WHAT YOU NEED TO DO »
Count the lines in the items below that contain the word "dish", and reply with that number alone.

SUPPLIED DATA »
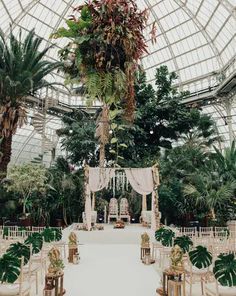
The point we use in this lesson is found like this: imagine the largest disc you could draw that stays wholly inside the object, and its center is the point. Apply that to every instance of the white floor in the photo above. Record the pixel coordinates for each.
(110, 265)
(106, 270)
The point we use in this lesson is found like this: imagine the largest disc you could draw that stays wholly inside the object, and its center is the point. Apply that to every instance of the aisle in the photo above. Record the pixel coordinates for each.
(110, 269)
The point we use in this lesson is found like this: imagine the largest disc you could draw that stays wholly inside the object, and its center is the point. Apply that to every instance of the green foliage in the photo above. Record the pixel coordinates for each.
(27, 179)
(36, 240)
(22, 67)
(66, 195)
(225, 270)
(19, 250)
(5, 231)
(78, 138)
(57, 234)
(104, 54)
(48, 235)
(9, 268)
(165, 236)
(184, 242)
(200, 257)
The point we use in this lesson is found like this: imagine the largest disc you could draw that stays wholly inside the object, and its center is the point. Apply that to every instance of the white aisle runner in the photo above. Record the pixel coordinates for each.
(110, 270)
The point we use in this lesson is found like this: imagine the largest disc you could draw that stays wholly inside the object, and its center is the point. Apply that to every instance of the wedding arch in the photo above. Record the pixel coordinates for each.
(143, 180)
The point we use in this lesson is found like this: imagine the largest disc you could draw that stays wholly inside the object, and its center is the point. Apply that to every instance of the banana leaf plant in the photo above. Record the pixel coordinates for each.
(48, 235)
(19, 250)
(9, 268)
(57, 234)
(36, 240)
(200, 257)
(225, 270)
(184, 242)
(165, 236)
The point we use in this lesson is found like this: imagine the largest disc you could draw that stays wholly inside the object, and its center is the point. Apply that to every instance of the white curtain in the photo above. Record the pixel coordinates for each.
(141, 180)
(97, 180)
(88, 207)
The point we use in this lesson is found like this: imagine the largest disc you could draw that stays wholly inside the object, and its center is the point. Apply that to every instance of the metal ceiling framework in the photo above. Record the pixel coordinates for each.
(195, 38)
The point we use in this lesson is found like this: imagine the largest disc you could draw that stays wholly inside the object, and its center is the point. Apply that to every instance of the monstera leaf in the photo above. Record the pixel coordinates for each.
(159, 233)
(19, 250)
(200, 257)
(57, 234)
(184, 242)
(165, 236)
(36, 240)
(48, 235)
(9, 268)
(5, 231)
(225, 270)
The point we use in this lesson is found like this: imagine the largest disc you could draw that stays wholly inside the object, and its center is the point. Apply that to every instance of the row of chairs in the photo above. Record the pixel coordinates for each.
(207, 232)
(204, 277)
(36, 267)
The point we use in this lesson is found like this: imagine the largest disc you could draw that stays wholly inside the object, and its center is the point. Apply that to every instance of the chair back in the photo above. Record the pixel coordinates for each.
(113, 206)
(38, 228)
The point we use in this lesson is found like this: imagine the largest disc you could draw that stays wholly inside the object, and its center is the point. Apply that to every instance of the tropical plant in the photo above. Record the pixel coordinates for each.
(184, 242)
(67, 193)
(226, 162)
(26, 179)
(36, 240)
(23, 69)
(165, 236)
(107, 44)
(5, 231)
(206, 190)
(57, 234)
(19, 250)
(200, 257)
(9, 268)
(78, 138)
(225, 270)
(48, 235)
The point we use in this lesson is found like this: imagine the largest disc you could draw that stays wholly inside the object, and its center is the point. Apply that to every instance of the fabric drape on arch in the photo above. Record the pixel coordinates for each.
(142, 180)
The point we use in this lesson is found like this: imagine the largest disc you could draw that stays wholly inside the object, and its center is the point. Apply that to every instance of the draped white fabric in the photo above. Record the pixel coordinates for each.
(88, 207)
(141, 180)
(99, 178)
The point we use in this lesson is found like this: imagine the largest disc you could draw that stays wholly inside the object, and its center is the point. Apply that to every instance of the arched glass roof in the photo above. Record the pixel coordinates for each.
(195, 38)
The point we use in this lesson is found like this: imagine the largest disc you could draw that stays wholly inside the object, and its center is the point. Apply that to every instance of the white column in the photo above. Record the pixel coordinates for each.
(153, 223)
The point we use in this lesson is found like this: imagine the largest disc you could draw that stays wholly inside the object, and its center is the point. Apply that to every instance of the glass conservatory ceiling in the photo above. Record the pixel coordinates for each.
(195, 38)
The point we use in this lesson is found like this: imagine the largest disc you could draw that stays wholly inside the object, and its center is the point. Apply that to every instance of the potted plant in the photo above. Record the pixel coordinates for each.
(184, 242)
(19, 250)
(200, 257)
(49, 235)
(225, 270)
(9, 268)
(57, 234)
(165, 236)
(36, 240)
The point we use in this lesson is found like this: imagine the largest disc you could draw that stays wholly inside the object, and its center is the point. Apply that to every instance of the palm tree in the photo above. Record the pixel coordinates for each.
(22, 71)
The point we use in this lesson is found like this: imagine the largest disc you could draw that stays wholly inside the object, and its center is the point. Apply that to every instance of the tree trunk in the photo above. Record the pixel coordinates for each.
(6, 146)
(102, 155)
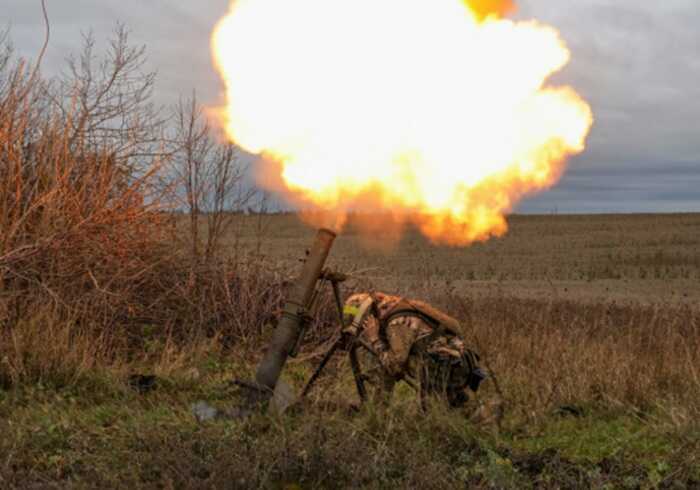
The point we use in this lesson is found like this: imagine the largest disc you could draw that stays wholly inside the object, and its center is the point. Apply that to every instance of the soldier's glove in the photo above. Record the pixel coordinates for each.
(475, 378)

--

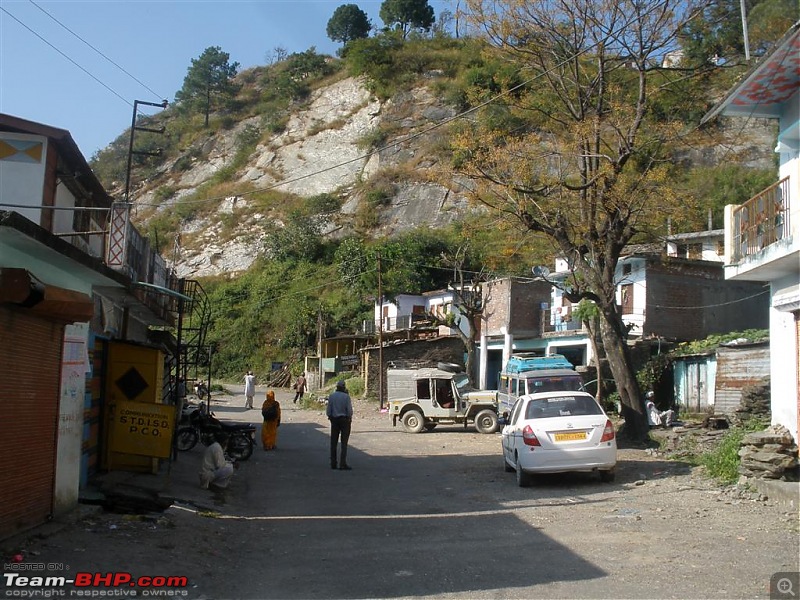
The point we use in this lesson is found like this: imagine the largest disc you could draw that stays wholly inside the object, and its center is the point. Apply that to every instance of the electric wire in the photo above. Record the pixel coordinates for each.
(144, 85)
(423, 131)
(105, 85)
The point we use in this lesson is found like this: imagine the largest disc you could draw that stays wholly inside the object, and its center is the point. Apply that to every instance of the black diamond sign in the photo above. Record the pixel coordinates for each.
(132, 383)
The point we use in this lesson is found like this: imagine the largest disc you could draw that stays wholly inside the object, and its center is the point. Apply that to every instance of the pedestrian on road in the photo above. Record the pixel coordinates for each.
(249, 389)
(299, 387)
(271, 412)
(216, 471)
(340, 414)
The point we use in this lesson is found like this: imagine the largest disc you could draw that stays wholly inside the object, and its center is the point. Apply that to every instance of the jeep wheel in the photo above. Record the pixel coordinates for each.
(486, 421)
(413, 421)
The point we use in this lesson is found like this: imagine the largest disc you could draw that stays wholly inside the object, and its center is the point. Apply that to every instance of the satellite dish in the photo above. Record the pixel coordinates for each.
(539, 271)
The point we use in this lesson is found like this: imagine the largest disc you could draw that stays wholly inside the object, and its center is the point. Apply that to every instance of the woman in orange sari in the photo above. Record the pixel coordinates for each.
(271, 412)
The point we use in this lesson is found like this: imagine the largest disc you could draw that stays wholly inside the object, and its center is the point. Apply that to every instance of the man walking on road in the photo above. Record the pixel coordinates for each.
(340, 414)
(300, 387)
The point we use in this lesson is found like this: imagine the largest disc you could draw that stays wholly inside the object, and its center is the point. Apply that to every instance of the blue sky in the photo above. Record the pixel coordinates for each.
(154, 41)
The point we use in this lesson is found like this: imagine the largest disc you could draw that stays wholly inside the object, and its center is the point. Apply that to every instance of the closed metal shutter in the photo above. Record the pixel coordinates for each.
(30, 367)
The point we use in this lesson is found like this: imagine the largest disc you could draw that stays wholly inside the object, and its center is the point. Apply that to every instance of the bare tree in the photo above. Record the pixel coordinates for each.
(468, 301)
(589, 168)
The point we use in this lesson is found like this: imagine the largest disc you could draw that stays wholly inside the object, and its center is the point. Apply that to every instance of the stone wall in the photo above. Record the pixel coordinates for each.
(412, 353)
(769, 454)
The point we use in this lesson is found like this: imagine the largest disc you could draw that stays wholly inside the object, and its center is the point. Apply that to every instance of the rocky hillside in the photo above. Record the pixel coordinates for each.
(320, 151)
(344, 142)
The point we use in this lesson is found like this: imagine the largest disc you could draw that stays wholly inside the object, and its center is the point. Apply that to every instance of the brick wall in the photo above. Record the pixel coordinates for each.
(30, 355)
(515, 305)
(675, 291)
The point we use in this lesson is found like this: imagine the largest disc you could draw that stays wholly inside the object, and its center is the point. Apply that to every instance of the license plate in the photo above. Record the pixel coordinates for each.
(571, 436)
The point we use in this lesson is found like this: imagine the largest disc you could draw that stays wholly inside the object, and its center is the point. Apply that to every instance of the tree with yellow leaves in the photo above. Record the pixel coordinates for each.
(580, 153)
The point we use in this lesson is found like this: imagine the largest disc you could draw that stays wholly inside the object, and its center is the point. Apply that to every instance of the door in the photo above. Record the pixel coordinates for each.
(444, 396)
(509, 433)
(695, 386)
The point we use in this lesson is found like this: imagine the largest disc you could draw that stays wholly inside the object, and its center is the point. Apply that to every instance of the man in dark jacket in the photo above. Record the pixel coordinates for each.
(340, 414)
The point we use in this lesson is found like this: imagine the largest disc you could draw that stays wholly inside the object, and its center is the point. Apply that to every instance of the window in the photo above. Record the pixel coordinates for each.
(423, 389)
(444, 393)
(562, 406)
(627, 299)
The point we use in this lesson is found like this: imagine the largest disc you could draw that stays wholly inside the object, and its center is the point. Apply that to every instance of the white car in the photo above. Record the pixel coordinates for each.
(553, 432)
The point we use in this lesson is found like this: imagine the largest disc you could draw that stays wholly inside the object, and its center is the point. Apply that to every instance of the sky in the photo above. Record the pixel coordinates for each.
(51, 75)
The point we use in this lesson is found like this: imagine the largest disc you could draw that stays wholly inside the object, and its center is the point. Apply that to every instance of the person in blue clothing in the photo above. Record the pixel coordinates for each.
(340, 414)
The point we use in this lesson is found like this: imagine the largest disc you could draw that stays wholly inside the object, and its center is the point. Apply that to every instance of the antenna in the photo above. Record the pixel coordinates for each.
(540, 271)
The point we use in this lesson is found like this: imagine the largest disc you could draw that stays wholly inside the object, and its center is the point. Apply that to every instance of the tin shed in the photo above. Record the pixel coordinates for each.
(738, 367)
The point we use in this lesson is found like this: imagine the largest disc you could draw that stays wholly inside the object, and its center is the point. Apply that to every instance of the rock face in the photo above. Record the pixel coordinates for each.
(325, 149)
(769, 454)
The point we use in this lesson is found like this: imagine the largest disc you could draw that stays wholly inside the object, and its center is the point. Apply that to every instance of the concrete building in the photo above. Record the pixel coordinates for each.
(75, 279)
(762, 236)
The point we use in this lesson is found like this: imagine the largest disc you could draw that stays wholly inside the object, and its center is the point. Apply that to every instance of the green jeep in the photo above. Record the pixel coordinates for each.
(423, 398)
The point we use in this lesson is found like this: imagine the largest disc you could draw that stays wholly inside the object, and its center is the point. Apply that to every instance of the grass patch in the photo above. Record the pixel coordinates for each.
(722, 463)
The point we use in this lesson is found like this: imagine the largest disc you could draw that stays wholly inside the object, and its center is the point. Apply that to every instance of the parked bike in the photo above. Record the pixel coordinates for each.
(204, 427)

EXERCISE RESPONSE »
1